**RECORDS FOR THE TASK**
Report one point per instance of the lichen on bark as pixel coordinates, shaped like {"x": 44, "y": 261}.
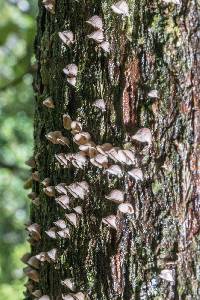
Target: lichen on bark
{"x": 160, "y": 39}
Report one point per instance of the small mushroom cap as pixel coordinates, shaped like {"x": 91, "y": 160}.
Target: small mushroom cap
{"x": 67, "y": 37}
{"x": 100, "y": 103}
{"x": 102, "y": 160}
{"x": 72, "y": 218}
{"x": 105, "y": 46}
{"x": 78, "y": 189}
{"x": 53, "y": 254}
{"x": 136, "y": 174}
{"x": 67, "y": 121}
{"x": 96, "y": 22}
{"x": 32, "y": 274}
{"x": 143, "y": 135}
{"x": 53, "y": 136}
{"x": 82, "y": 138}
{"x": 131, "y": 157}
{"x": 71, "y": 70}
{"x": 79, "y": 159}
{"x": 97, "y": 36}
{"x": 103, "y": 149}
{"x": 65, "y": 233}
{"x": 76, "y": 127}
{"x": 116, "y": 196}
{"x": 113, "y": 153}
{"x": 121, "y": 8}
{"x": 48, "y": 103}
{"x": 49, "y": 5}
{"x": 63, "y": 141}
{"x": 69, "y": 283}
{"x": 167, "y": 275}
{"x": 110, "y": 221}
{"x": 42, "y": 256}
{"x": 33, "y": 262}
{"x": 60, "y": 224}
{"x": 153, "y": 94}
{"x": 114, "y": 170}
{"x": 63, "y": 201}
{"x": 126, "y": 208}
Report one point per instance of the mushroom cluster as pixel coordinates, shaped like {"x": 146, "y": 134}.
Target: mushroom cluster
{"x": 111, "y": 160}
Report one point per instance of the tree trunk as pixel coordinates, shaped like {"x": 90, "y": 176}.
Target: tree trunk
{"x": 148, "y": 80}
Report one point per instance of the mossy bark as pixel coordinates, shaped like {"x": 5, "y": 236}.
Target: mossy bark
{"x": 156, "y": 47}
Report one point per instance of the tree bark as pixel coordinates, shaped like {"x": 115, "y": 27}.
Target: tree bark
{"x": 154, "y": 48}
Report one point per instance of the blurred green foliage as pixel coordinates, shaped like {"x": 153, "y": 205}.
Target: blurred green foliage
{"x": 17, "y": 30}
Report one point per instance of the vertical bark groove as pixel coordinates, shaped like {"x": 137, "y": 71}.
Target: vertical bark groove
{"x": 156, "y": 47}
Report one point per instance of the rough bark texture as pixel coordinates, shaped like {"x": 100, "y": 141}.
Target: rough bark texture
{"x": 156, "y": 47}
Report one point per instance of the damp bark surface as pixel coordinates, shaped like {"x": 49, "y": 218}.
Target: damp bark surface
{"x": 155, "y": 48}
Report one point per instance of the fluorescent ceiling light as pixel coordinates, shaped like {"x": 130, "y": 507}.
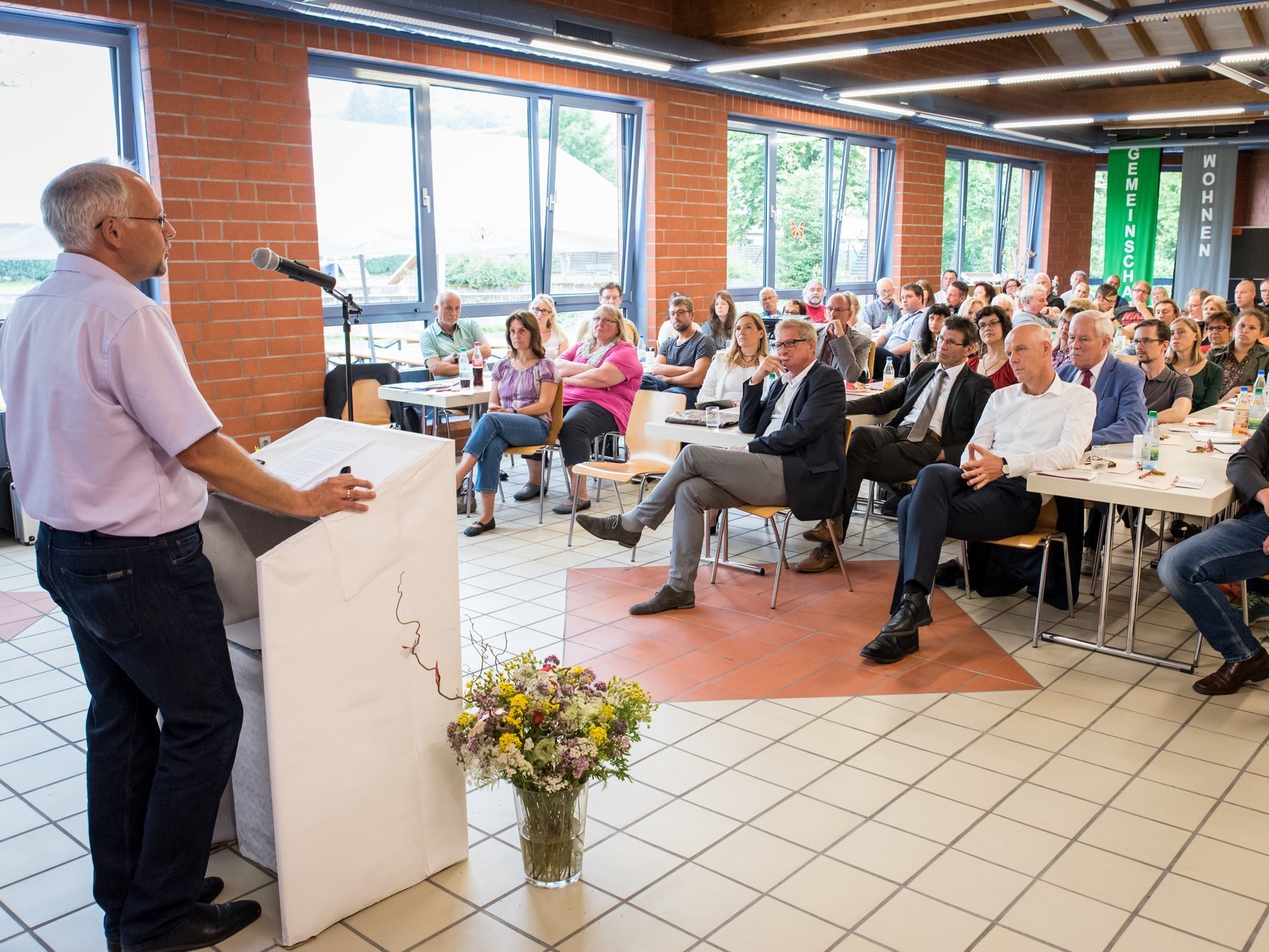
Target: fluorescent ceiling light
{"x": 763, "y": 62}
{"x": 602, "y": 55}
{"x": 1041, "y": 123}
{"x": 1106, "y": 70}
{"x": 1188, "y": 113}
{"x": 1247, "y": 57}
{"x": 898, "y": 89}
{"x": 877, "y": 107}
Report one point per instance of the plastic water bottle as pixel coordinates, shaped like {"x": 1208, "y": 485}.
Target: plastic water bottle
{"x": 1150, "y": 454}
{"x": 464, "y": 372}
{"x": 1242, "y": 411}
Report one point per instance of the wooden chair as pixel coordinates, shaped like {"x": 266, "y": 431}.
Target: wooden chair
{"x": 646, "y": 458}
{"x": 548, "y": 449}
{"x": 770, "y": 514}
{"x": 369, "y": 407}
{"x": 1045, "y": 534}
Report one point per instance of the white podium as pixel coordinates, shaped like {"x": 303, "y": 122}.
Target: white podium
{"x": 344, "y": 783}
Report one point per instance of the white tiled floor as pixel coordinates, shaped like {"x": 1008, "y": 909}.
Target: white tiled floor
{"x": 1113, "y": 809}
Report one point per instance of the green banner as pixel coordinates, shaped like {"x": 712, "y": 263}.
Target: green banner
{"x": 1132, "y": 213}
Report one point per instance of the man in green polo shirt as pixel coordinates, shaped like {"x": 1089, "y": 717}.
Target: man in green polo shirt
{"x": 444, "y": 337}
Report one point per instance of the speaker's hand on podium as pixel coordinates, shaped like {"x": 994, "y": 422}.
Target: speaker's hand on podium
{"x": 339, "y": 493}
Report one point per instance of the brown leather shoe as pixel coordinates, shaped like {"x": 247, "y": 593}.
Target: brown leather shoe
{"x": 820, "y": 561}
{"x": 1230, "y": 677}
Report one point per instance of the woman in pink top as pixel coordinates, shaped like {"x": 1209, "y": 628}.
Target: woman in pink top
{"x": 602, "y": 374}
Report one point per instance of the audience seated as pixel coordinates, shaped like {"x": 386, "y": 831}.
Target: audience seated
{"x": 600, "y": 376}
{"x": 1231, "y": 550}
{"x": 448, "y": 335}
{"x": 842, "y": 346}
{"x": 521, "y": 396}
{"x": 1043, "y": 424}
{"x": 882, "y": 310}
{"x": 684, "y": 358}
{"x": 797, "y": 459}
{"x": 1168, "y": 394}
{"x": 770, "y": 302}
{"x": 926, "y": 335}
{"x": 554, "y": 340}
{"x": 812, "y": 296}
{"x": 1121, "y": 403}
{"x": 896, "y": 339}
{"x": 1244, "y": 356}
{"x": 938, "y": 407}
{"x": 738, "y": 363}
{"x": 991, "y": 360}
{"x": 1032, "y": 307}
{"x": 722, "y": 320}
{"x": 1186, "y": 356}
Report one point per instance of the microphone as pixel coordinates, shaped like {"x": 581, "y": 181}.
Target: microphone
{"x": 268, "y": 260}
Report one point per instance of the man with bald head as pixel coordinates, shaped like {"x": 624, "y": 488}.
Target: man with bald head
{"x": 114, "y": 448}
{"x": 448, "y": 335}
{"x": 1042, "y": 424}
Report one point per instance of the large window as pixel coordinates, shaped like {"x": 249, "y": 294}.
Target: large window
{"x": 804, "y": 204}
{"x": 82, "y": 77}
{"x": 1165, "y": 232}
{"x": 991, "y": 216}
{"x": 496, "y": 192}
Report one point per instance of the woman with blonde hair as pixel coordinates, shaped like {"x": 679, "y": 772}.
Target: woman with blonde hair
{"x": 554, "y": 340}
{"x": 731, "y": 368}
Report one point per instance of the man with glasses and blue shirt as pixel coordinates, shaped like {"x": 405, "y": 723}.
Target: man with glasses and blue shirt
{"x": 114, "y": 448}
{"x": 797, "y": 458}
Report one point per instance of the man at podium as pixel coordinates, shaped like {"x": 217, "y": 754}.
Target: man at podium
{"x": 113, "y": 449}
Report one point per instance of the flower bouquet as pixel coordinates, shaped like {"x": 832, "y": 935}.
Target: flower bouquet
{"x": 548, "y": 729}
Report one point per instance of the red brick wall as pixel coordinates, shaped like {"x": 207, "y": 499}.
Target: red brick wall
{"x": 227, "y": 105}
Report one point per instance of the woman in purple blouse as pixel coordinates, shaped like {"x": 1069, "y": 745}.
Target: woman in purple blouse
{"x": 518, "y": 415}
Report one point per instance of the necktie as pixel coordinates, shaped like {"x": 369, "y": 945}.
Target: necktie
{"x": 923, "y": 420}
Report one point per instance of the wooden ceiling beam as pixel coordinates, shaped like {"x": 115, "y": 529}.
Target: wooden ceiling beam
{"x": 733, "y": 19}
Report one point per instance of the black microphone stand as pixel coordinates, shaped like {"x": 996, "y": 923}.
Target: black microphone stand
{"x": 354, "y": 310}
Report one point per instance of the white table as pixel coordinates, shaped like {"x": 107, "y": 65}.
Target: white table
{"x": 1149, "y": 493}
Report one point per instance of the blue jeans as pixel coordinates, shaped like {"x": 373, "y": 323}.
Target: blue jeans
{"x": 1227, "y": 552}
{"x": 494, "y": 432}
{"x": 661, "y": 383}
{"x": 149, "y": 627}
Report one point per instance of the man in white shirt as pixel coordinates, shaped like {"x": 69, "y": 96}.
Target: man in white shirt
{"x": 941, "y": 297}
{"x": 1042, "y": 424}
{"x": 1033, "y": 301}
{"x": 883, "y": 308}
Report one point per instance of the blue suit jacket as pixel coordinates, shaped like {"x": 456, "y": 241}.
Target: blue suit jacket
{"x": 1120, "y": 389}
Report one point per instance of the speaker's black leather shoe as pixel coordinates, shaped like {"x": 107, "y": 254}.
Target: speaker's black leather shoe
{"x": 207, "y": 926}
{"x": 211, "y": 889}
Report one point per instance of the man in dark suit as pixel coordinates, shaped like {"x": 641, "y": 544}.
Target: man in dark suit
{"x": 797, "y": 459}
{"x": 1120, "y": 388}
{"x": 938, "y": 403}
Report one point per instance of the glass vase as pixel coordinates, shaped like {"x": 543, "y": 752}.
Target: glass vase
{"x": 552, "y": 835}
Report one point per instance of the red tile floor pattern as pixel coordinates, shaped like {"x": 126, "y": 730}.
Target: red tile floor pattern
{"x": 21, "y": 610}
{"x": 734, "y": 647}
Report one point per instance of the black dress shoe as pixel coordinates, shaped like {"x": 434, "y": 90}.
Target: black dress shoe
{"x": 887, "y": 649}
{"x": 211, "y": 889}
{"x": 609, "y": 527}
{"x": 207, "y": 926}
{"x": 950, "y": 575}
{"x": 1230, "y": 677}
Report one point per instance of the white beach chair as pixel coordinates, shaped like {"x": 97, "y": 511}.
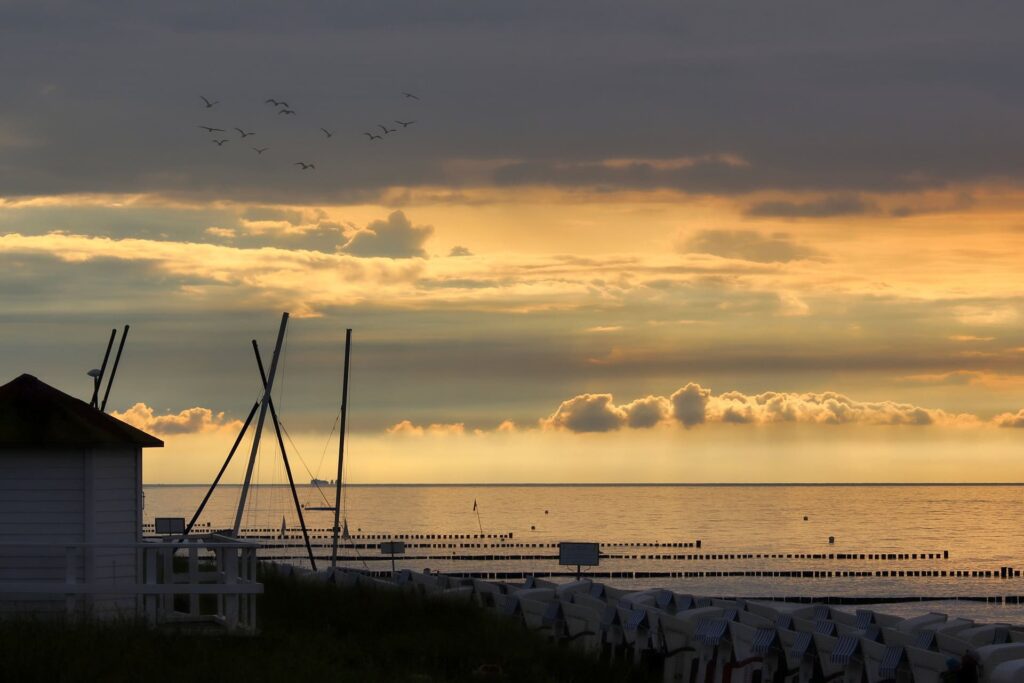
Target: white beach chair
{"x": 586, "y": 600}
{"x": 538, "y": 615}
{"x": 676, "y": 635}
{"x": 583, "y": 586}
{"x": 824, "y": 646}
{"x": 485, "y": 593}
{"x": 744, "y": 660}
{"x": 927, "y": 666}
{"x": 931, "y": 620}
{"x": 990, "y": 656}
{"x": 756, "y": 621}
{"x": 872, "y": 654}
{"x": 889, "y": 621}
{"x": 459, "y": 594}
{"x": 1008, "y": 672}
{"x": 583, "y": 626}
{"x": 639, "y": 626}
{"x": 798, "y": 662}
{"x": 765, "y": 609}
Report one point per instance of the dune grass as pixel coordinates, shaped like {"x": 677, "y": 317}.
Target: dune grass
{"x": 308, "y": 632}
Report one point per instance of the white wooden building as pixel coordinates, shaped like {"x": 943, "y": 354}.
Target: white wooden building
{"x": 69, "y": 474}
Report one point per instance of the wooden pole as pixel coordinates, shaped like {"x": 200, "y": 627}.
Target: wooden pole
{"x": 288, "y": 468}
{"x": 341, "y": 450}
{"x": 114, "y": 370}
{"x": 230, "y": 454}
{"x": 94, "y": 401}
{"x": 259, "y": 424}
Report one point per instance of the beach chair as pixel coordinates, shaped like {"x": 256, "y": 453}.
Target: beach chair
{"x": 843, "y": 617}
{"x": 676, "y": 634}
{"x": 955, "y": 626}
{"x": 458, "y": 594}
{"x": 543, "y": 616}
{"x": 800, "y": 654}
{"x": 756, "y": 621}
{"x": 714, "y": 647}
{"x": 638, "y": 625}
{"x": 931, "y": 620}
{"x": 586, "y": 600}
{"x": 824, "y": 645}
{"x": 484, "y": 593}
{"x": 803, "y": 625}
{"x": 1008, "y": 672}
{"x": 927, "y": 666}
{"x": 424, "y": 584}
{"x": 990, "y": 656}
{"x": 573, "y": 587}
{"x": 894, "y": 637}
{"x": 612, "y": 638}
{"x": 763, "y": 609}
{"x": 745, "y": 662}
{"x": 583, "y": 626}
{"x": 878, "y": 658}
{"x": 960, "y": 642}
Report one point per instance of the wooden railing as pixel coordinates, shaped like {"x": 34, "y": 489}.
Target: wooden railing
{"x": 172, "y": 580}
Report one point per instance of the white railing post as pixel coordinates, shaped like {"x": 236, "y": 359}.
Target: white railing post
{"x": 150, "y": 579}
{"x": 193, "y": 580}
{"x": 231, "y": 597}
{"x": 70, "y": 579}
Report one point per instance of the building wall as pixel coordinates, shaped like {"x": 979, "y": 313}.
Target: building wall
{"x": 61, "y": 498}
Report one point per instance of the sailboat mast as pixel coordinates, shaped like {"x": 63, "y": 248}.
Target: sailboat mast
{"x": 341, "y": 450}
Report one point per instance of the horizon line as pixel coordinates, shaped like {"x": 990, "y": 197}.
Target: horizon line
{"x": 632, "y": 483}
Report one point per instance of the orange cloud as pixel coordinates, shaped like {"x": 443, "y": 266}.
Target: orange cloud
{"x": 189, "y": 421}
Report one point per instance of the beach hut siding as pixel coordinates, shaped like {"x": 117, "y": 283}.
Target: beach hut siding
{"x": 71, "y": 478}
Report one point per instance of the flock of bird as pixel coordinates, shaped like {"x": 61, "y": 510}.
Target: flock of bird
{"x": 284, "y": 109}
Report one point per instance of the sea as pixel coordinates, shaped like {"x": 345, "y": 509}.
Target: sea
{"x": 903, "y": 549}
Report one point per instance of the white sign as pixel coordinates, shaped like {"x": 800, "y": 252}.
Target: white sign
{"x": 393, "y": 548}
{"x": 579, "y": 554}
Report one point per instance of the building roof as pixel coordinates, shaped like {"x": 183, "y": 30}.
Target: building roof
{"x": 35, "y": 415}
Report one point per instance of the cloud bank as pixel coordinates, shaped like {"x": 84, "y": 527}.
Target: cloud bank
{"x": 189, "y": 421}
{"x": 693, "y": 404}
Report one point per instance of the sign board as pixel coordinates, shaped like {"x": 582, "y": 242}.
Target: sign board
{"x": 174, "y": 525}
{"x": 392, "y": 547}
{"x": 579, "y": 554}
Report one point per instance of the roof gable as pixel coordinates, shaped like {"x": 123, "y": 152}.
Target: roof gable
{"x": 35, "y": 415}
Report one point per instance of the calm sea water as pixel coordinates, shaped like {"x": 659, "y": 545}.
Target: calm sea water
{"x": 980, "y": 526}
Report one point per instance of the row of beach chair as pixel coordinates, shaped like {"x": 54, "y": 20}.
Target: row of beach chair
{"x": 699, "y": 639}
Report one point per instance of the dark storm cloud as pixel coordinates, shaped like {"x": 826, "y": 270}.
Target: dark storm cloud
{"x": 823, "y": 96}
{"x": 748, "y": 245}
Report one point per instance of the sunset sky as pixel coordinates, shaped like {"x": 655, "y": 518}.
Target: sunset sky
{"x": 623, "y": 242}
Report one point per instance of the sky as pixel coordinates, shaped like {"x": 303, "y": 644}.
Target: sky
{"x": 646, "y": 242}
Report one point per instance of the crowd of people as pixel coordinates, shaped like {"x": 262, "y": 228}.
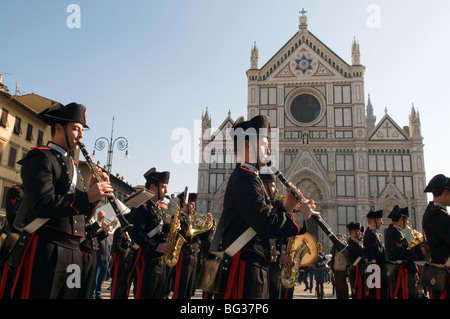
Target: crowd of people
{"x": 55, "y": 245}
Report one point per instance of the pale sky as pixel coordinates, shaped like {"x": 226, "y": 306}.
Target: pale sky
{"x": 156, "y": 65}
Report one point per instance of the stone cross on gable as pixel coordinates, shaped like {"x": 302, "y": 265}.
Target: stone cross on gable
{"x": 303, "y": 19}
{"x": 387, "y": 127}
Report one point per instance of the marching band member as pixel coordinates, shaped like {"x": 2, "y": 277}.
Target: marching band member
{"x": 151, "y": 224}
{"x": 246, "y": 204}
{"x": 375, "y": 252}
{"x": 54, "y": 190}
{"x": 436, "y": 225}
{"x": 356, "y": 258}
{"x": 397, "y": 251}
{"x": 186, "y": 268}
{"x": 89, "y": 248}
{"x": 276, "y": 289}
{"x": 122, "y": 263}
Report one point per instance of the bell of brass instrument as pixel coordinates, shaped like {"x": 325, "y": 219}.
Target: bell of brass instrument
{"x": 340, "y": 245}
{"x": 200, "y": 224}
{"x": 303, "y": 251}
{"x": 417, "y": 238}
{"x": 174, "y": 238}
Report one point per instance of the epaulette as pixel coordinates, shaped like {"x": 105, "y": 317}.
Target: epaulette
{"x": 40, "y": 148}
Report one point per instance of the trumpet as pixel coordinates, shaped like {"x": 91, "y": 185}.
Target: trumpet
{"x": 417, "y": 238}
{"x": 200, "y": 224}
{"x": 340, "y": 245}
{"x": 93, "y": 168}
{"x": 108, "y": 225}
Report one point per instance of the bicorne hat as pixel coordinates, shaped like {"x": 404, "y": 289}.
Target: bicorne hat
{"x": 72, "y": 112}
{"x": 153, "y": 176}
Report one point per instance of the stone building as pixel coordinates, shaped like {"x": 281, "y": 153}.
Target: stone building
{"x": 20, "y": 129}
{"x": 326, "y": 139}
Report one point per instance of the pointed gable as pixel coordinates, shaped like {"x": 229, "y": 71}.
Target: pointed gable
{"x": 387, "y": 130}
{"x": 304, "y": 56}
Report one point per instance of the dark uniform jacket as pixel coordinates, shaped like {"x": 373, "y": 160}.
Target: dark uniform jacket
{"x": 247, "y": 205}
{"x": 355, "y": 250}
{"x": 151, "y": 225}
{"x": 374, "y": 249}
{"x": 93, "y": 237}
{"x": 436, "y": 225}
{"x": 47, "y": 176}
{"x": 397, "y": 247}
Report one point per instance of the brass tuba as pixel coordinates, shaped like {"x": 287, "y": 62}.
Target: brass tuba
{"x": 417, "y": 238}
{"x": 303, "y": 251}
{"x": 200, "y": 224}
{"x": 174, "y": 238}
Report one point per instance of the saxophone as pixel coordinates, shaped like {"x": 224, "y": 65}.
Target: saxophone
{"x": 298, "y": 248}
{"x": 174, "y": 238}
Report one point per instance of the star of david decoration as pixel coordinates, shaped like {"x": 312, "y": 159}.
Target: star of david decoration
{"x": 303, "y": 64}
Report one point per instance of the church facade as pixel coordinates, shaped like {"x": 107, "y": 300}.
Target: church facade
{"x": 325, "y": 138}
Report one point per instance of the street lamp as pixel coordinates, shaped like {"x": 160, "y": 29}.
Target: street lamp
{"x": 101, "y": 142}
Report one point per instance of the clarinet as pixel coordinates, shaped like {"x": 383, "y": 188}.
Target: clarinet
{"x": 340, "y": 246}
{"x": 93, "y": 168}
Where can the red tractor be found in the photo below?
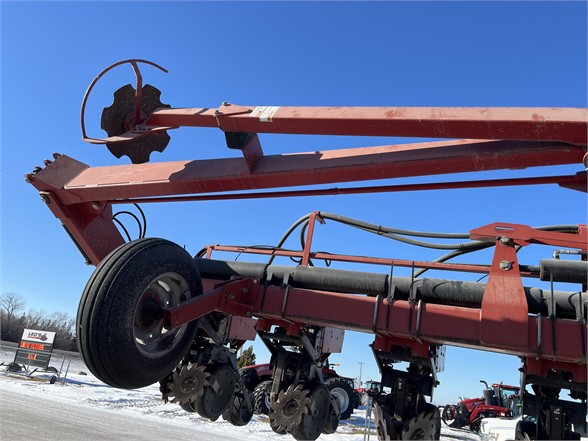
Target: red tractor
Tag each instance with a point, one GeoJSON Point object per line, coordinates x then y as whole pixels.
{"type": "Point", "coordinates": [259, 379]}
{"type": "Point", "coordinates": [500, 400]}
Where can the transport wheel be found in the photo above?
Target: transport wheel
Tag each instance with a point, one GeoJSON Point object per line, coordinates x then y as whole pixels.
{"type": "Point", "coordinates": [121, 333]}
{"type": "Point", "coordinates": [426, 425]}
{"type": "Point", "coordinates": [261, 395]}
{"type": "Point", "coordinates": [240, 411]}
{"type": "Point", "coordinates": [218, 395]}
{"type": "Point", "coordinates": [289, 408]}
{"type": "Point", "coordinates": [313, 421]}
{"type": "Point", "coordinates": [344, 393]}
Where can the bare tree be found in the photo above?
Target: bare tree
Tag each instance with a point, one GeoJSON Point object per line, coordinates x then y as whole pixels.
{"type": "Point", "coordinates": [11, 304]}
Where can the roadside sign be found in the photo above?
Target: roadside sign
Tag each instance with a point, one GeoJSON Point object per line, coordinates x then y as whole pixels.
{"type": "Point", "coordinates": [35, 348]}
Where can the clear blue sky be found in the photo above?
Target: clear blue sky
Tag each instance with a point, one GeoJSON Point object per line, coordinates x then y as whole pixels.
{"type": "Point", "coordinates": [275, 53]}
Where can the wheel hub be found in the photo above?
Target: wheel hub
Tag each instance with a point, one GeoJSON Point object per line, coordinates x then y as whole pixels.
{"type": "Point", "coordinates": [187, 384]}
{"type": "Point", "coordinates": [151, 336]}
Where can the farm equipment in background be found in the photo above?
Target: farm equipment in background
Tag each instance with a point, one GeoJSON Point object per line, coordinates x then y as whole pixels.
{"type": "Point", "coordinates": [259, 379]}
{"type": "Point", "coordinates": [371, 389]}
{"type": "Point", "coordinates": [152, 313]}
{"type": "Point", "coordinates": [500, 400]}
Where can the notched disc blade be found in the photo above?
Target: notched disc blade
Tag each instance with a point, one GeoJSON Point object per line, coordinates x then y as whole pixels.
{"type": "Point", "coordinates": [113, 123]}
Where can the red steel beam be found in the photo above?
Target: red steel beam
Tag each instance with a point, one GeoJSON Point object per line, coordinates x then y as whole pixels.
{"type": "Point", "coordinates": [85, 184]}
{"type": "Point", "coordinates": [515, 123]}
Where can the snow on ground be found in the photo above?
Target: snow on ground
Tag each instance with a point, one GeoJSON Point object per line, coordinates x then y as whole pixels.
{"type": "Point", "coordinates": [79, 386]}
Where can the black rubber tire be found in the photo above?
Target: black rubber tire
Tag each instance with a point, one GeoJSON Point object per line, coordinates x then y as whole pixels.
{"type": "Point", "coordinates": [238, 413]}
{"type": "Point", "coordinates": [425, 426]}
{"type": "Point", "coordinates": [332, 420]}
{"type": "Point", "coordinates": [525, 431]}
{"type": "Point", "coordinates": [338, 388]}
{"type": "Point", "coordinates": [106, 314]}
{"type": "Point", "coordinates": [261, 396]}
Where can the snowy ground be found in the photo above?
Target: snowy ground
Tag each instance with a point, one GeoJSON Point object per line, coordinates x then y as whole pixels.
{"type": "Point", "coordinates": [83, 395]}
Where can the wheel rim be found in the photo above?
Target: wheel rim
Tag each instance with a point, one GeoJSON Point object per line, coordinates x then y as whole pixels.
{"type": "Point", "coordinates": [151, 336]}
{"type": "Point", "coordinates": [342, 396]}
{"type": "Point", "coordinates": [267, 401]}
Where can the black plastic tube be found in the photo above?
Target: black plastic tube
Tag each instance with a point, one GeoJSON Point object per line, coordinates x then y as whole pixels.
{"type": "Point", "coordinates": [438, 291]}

**EXERCISE REQUIREMENTS**
Copy out every line above where "rubber" is present.

**OUTPUT FOR THIS TASK**
Where can the black rubber tire be found in the photo above?
Target: black rubber tire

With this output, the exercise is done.